• [GIVEN EXERCISE]: Write out the whole listing again, exactly.

• [GIVEN RECORDS]:
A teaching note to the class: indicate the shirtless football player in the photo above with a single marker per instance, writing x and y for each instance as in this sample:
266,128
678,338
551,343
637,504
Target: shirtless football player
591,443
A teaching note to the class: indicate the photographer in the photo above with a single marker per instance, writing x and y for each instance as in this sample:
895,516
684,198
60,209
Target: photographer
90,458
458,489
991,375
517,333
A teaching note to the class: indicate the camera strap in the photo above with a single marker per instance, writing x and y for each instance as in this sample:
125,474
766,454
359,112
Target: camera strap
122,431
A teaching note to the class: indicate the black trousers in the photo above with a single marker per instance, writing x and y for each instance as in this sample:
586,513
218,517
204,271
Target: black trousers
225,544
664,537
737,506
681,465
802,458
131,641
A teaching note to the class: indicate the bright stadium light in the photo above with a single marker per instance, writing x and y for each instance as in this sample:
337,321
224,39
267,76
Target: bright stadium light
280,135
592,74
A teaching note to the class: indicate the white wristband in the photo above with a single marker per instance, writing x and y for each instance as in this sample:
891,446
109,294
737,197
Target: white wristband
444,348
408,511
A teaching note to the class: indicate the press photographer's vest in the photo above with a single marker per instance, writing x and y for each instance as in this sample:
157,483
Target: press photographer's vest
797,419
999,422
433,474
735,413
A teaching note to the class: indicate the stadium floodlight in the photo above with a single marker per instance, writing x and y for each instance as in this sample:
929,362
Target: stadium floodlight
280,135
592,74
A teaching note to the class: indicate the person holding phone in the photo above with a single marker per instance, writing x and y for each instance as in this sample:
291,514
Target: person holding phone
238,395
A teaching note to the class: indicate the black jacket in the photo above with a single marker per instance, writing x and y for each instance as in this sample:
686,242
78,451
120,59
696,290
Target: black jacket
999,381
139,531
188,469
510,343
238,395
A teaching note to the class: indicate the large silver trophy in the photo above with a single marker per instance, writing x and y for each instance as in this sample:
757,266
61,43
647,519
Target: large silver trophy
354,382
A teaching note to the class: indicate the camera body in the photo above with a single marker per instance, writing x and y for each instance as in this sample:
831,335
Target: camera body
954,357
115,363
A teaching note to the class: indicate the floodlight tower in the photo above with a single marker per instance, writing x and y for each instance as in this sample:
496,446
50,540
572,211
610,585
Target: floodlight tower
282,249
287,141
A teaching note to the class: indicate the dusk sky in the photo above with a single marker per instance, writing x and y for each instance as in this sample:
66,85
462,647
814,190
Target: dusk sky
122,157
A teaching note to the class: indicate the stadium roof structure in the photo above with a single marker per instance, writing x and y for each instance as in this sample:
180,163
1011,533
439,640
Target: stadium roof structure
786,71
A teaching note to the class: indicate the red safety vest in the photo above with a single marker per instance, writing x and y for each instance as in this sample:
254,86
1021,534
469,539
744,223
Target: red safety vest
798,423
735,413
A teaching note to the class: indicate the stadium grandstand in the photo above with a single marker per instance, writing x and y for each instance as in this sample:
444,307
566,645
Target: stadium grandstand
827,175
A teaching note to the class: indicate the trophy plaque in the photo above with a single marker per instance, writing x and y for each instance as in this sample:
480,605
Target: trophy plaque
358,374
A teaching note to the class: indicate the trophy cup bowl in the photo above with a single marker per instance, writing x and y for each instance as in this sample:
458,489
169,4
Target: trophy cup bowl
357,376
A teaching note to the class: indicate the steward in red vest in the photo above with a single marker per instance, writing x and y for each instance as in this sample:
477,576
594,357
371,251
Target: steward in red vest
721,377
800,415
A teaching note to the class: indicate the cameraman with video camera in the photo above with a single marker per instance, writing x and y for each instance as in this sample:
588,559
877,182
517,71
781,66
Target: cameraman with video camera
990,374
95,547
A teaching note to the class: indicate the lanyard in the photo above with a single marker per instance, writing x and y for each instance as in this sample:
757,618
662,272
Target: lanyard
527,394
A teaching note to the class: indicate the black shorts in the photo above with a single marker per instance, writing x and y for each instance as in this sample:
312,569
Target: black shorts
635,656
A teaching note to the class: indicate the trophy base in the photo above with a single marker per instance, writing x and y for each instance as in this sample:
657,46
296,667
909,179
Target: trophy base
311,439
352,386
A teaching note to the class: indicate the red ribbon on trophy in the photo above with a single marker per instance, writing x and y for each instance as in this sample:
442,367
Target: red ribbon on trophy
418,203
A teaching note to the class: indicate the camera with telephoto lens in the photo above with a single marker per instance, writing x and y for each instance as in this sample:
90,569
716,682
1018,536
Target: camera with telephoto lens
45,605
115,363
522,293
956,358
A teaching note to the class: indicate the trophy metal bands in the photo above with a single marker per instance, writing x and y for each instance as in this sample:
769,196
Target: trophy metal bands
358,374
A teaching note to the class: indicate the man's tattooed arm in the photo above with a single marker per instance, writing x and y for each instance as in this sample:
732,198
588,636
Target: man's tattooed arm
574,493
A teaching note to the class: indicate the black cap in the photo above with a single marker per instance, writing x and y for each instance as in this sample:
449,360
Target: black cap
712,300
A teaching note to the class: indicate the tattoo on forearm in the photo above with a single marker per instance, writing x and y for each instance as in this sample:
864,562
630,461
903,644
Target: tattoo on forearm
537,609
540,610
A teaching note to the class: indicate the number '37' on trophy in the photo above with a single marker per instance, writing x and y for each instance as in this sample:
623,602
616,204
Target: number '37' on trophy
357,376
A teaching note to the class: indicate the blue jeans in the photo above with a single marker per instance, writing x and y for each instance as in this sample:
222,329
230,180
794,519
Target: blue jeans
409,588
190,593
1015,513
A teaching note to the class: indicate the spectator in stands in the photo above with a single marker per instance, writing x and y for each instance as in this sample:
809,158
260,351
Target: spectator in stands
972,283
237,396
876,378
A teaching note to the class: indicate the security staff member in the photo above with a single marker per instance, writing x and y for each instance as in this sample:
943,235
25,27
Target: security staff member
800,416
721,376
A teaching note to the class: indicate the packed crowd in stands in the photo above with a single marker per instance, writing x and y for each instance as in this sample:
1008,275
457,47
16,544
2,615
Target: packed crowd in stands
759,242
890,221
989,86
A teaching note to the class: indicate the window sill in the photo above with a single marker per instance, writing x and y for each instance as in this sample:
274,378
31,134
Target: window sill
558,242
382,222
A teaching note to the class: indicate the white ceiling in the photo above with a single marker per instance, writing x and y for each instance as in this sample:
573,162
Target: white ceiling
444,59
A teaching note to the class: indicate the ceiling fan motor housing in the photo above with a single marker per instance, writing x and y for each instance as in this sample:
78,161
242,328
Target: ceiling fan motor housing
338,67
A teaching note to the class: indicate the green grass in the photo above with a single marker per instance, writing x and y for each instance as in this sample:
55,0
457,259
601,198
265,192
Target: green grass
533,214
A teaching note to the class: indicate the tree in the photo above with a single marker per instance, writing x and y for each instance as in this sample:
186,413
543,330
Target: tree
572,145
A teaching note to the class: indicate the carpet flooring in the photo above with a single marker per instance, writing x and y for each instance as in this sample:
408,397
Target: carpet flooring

• [RESPONSE FOR THIS EXERCISE]:
A teaching note to the class: indicate the shirtless football player in the photo above with a single marker per instance, writing x and y for each instance as in this sample:
266,128
678,338
551,343
637,504
Target: shirtless football player
591,443
A teaching note to the class: indicate the photographer in the photo above with a single marker per instance, writing x and y for each instance as in this sample:
895,516
684,198
60,209
Target: photographer
90,458
458,489
991,375
517,333
A teaching note to the class: indicate the camera strap in the photo above with a single marker per instance, writing x and y for each instance as in this sample:
125,474
766,454
359,112
Target: camera strap
122,431
A teaching note to the class: indicate the black trousers in the photo above with a single marker per instance, writing x and y for each instance as in this sample:
586,513
218,517
204,271
Target: black trousers
225,544
664,537
737,506
681,465
802,458
131,641
A teaching note to the class: indicate the bright stadium light in the photo above with a single marker per instance, writing x and y for each instance as in this sample:
337,321
224,39
267,76
Target: bright stadium light
280,135
592,74
A teaching note to the class: indicate the white wristband in the photo above with a single marker per instance, writing x and y for each instance as in this sample:
891,446
109,294
737,197
Target: white wristband
444,348
408,511
A teaching note to the class: indicate the press photographer's vest in the photo above with a single marker per instance, writing x and y for each instance as in this sample:
157,483
Target: press photographer's vest
797,419
999,422
433,474
735,413
A teaching note to the class: indicate the stadium floodlight in the photo above with a single marker per instance, writing x and y for each instance as in this sample:
929,362
Target: stadium floodlight
280,135
592,74
A teaching note to the class: indicate the person holding phone in the photo above with a single marker per instance, writing x and y for each instance as in this sample:
291,514
Target: person holding phone
238,395
A teaching note to the class: indicate the black jacket in the photo above with a single marker per instance, writing x and y for each instance as in this sample:
686,242
78,451
120,59
696,290
Target: black jacket
999,381
139,531
188,469
510,343
238,395
A teaching note to the class: indicate the large silver trophy in the photo above with a single marker per instance, writing x and y for each instance as in this sample:
757,266
61,43
647,519
Target: large silver trophy
354,382
A teaching note to the class: indicate the camera body in the photo above with a single marker per instance, writing x and y for each instance as in this sample:
831,335
Target: camera body
954,357
115,363
A teaching note to the class: indicate the floodlight tower in the photo above with a single marker per instance, writing x and y for each instance as in this sample:
496,446
50,540
572,211
610,585
Target: floodlight tower
282,249
287,141
A teaching note to the class: indicate the dusk sky in the photo above with a single marker per instance, writing x and y for each instance as in this sample:
66,85
462,647
814,190
Target: dusk sky
122,157
A teaching note to the class: indicate the stadium roof structure in the photo above with a single marker per instance, writing x and y for each instance as in this sample:
180,163
1011,533
439,640
Target: stadium roof structure
786,71
A teaching note to the class: indicate the red safety vest in the photo above with a single marker per instance, writing x and y for each instance as in this sample:
254,86
1021,534
469,539
744,223
Target: red safety vest
798,423
735,413
A teaching note to the class: indicate the stadium grandstand in the photo above with a single marker per instance, writing x and y for each instance as in this sample:
444,307
566,645
Target: stadium grandstand
827,175
A teaching note to the class: indicate the trophy plaque in the photo above with a single marker per instance, writing x and y for each instance as in this sample:
480,605
Target: trophy plaque
358,374
A teaching note to the class: indicate the trophy cup bowl in the photo above with a single marker per instance, writing x and y for each instance as in this sample:
458,489
169,4
Target: trophy cup bowl
357,376
A teaching note to the class: indicate the steward in red vest in the photo above with a single marker per instance, writing x and y for each instance as in this sample:
477,576
594,357
371,251
Target: steward in red vest
721,377
800,415
A teaching note to the class: indicate the cameraman with video camera in the photo above with a single marker per instance, writing x and y for each instance as in this sample:
588,559
877,182
517,71
781,66
Target: cameraman with video camera
990,374
95,547
A teaching note to the class: indicate the lanyard in the photo above with a single marker per instance, writing x and y for each instance as in this sample:
757,618
662,272
Target: lanyard
527,394
A teaching note to the class: indicate the black shorts in the photo above with a single marker per instance, writing x and y for each instance as in this sample:
312,569
Target: black shorts
635,656
A teaching note to the class: indicate the trophy base in the photo above with a single marker per instance, writing x and y for each instance as in this sample:
657,46
296,667
909,179
Target: trophy base
311,439
352,386
A teaching note to the class: indicate the red ribbon on trophy in the photo above with a single marker per instance, writing x and y for each instance as in this sample:
442,367
Target: red ribbon on trophy
418,203
A teaching note to the class: indicate the camera with telephoto lens in the photo above with a single marker per instance, writing x and y for each instance as in this sample:
90,569
716,682
1018,536
Target: camera with telephoto lens
45,605
115,363
522,293
956,358
A teaching note to the class: indicate the trophy metal bands in the photo above with a single marker per instance, writing x and y for each instance as in this sample:
769,196
Target: trophy metal bands
358,374
A teaching note to the class: indicate the man's tattooed arm in the photo above with a single marker per instance, writing x and y for each instance as in this sample:
732,198
588,636
Target: man's tattooed arm
574,493
A teaching note to the class: indicate the black cap in the photo above with a single marker per instance, writing x and y for each instance as in this sample:
449,360
Target: black cap
712,300
A teaching note to the class: indicate the tattoo on forearm in the photo above with a single marker per instance, writing x and y for each instance as in this sample:
864,562
630,461
903,644
Target: tattoo on forearm
537,609
540,610
A teaching note to the class: indicate the number '37' on trophy in the photo above with a single marker per instance, writing x and y for each instance as in this sample:
623,602
616,204
Target: number '37' on trophy
357,376
A teaching note to the class: indicate the blue jeans in the photo above with a single marker per instance, writing x and y for each instance as in this sample:
222,329
230,180
794,519
Target: blue jeans
409,588
190,593
1015,513
A teaching note to the class: indicate the spectator in stands in the photo above with a single marker per instance, writing x and y for each instance as in this sample:
809,158
260,351
Target: spectator in stands
972,283
237,396
876,378
A teaching note to the class: indicate the security staff member in the photo above with a single marker per instance, writing x and y for each instance as in this sample:
943,235
25,27
Target: security staff member
800,416
721,376
A teaching note to the class: indicate the packed crowd in stands in the photo above with a single marker per instance, writing x and y for each instance as in this sample:
1008,275
457,47
16,544
2,615
Target: packed crowd in stands
759,242
890,221
989,86
A teaching note to the class: indicate the window sill in the photo above with a single marker per instance, writing x and y for each instance as in this sample:
274,378
31,134
Target: window sill
558,242
382,222
A teaching note to the class: indicate the white ceiling in the photo above with a single marker per instance, writing x and y for each instance as in this sample:
573,162
Target: white ceiling
444,59
A teaching note to the class: indicate the ceiling fan motor housing in the photo above with a single marker per instance, writing x and y for each instance as in this sample:
78,161
242,328
Target: ceiling fan motor housing
338,67
A teaching note to the class: indicate the green grass in the photo above with a single marker per instance, writing x and y for each instance as in this sample:
55,0
457,259
601,198
265,192
Target: green grass
533,214
A teaching note to the class: indicate the tree in the photo above with a single marker per instance, writing x and y for each instance as in this sample:
186,413
543,330
Target: tree
572,145
A teaching note to the class: indicate the carpet flooring in the photo above with a single marker per instance, writing x and y for each instance as in this sample:
408,397
Target: carpet flooring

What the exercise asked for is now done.